═════ DATA IN THIS EXERCISE

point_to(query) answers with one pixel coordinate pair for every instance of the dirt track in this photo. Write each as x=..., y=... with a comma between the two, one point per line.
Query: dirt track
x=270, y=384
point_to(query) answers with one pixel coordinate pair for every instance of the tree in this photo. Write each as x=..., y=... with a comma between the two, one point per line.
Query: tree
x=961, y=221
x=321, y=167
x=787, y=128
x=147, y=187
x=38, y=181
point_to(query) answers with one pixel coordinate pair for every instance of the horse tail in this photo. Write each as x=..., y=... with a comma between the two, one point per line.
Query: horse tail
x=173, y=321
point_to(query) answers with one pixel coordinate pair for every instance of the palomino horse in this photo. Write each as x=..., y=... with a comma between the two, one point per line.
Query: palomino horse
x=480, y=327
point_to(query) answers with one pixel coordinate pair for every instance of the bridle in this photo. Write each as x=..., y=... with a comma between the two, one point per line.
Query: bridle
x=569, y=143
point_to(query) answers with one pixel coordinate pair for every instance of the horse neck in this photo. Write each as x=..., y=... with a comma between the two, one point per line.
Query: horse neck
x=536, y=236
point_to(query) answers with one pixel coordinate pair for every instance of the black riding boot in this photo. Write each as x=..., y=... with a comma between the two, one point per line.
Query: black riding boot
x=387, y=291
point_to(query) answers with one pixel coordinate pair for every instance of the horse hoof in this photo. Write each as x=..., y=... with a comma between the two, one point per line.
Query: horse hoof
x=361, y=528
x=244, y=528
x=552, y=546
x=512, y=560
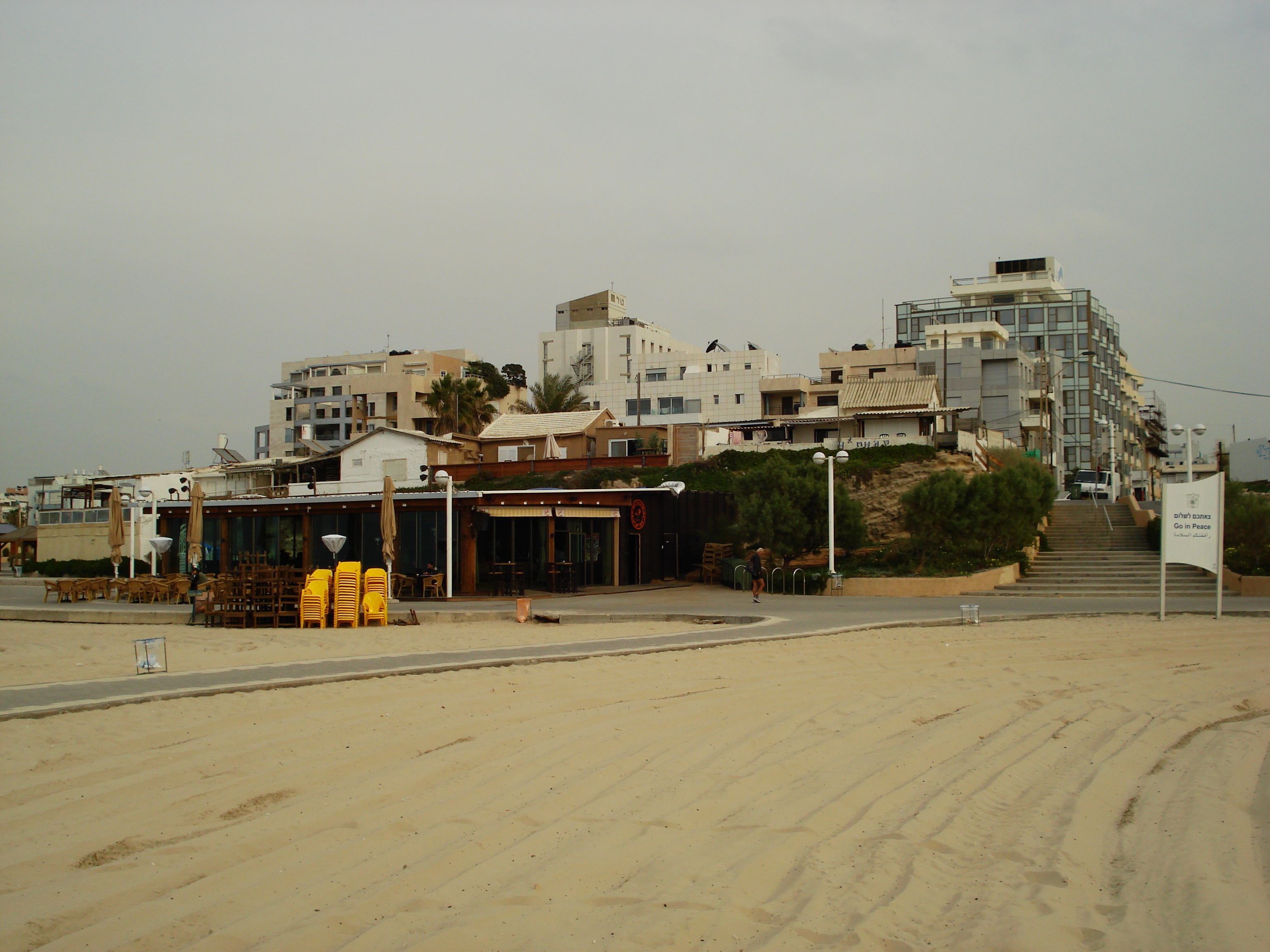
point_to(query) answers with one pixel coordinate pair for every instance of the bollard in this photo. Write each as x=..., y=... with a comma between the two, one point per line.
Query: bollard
x=152, y=655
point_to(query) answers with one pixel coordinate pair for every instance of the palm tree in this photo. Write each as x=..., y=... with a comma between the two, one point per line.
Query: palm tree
x=557, y=394
x=460, y=405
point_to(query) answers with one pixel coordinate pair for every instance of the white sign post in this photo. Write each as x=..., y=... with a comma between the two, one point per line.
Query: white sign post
x=1193, y=518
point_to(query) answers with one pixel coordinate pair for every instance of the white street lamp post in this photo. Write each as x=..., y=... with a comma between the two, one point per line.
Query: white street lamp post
x=444, y=479
x=158, y=546
x=1178, y=429
x=821, y=459
x=334, y=543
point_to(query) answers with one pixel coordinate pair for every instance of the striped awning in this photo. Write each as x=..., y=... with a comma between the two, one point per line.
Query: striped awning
x=582, y=512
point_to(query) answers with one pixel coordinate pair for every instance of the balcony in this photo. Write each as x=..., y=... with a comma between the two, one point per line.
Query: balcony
x=1006, y=278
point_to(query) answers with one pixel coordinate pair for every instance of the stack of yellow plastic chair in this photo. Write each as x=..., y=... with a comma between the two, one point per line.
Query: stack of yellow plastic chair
x=375, y=609
x=349, y=593
x=324, y=577
x=314, y=603
x=376, y=581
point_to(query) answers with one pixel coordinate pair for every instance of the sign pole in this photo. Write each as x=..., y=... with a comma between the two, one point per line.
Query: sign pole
x=1221, y=537
x=1164, y=541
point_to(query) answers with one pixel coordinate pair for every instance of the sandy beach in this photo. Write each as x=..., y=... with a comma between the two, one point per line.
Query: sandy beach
x=36, y=653
x=1020, y=786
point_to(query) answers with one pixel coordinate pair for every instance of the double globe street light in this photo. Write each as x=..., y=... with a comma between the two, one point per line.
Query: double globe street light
x=821, y=460
x=1198, y=431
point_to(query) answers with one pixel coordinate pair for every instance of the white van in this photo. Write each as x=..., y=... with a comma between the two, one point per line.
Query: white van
x=1096, y=484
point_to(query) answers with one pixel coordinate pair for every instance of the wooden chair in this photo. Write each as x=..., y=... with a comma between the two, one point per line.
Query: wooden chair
x=289, y=605
x=375, y=609
x=711, y=560
x=236, y=611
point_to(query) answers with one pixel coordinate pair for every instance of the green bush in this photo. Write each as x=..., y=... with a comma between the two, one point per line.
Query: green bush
x=783, y=506
x=958, y=525
x=1248, y=531
x=83, y=568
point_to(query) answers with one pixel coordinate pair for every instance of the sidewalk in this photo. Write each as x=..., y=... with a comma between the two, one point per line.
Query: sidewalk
x=775, y=619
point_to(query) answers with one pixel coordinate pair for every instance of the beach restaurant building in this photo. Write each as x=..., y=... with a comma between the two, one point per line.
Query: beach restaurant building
x=606, y=536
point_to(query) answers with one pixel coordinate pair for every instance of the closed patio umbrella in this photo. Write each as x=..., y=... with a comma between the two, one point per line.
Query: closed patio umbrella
x=116, y=530
x=195, y=532
x=388, y=528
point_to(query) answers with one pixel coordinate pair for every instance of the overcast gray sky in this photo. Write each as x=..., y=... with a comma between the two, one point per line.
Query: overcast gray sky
x=193, y=192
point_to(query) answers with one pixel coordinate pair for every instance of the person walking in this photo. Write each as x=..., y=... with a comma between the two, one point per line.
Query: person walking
x=756, y=573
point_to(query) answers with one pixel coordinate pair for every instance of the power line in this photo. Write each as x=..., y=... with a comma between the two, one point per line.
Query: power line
x=1197, y=386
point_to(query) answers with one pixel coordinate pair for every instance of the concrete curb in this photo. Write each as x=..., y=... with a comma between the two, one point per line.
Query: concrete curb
x=561, y=653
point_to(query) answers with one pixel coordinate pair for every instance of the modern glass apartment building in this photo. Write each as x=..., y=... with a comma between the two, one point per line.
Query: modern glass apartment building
x=1029, y=300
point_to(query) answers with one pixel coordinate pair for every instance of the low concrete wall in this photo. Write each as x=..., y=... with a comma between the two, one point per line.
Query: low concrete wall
x=1141, y=517
x=1251, y=585
x=76, y=541
x=919, y=587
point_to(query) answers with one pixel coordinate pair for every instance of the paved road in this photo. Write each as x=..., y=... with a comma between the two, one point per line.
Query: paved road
x=733, y=617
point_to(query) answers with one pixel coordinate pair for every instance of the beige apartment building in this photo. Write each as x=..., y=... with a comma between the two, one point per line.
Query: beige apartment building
x=323, y=403
x=642, y=375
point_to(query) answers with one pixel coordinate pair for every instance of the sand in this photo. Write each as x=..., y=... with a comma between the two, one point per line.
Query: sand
x=1025, y=786
x=36, y=653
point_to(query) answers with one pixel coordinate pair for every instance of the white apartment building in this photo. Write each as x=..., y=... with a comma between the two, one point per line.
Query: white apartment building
x=638, y=371
x=323, y=403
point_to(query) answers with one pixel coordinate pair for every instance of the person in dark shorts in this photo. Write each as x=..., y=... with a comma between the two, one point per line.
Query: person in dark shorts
x=756, y=573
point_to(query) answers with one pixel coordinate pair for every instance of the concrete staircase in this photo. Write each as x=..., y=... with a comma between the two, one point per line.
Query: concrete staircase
x=1099, y=551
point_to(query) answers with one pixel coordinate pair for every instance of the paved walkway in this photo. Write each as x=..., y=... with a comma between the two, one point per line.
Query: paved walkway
x=717, y=617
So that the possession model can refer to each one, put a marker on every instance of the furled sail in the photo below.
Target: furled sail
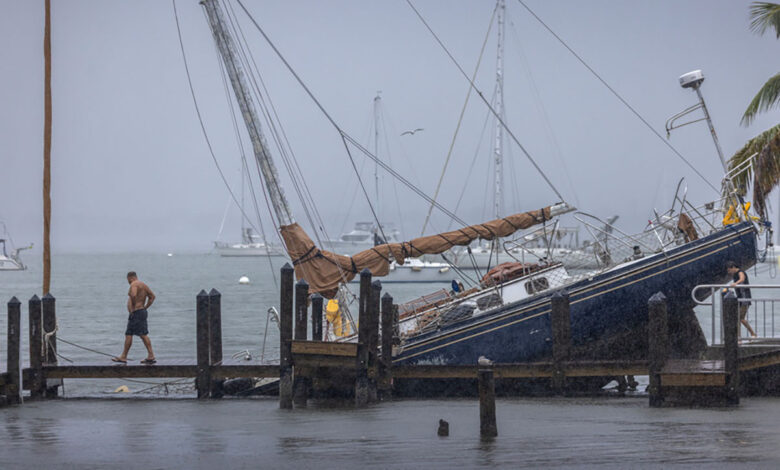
(324, 270)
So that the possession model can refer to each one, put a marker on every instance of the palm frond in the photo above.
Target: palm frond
(763, 16)
(766, 170)
(766, 98)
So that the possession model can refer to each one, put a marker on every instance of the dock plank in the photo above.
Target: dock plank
(325, 348)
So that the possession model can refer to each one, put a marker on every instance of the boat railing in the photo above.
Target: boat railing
(762, 313)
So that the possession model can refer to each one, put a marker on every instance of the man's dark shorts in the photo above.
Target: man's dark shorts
(136, 324)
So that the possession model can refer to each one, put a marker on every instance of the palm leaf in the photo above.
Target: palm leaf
(766, 170)
(768, 97)
(763, 16)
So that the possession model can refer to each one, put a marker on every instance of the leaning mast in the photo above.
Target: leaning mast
(227, 50)
(498, 148)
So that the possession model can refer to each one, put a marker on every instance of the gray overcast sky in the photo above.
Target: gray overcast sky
(131, 170)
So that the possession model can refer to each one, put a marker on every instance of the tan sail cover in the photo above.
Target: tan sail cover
(324, 270)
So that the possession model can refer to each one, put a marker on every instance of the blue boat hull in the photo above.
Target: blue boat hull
(609, 305)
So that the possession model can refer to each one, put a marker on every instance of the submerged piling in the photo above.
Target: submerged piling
(285, 337)
(316, 317)
(215, 340)
(203, 379)
(300, 385)
(560, 323)
(36, 347)
(364, 327)
(730, 310)
(386, 351)
(487, 404)
(49, 338)
(658, 346)
(13, 389)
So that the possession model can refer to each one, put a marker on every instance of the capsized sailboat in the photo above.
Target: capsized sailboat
(324, 270)
(506, 317)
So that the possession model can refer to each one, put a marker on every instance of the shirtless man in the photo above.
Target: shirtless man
(140, 297)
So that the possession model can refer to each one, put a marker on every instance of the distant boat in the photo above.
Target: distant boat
(12, 261)
(250, 245)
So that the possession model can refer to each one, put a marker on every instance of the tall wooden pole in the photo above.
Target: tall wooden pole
(47, 150)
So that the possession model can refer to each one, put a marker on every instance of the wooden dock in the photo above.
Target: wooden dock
(311, 367)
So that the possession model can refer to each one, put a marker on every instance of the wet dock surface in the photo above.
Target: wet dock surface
(554, 432)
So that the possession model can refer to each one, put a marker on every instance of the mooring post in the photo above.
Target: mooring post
(364, 326)
(49, 335)
(300, 384)
(203, 379)
(560, 323)
(487, 404)
(215, 340)
(730, 310)
(386, 351)
(13, 389)
(285, 337)
(316, 317)
(657, 345)
(373, 341)
(36, 347)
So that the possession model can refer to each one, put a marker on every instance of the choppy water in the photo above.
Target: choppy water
(254, 433)
(533, 433)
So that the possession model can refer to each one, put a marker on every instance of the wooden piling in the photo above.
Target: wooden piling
(373, 341)
(36, 356)
(364, 326)
(285, 337)
(300, 384)
(730, 312)
(203, 379)
(215, 340)
(386, 351)
(316, 317)
(658, 346)
(560, 324)
(487, 404)
(49, 338)
(13, 387)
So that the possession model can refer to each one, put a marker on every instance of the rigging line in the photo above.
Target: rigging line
(474, 86)
(395, 186)
(363, 188)
(460, 119)
(617, 95)
(217, 29)
(473, 160)
(245, 166)
(320, 224)
(540, 106)
(400, 178)
(333, 122)
(200, 118)
(308, 205)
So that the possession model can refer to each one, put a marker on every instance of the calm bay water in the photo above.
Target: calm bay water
(178, 432)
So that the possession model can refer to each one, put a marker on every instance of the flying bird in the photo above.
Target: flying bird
(412, 132)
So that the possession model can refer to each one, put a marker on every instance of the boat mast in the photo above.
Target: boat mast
(47, 150)
(498, 148)
(377, 102)
(227, 49)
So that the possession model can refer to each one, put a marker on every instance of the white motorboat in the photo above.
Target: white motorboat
(251, 245)
(9, 257)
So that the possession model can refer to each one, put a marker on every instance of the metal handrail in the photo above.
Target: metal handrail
(714, 288)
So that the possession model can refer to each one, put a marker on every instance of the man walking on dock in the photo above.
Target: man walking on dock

══════════

- [YOUR GOAL]:
Could you copy exactly the lines from the first line of the records above through the line containing "the horse hoof", both included, and nothing else?

- [THE COMPLETED TASK]:
point_to(query) answers with one pixel coordinate pair for every instance of the dirt track in this photo. Write each as x=..., y=... with a comma between the two, one point per line.
Query: dirt track
x=270, y=384
point_to(query) answers with one pixel coordinate pair for every instance of the tree in this photo. Write each as x=..., y=... with a comma between the two, one point per line.
Query: tree
x=961, y=221
x=321, y=167
x=787, y=128
x=147, y=187
x=38, y=181
point_to(query) answers with one pixel coordinate pair for every instance of the horse tail in this photo. Write each as x=..., y=... with a comma between the two, one point per line.
Query: horse tail
x=173, y=321
point_to(query) answers with one pixel coordinate pair for every instance of the palomino horse in this photo. Write each as x=..., y=... with a comma between the two, one point per line.
Query: palomino horse
x=480, y=327
point_to(query) answers with one pixel coordinate pair for every instance of the bridle in this photo. Write each as x=..., y=... with a comma between the two, one point per line.
Query: bridle
x=569, y=143
point_to(query) answers with one pixel coordinate pair for every instance of the horse neck in this photo. Write each as x=..., y=... with a comma between the two, one point per line.
Query: horse neck
x=536, y=236
point_to(query) answers with one pixel coordinate pair for every instance of the black riding boot in this photo. Write each as x=..., y=... with a comma between the two, one point per line.
Query: black riding boot
x=387, y=291
point_to(query) answers with one pixel coordinate pair for every instance of the horse hoof in this photo. Write each as x=..., y=... with a comma between the two, one point per line.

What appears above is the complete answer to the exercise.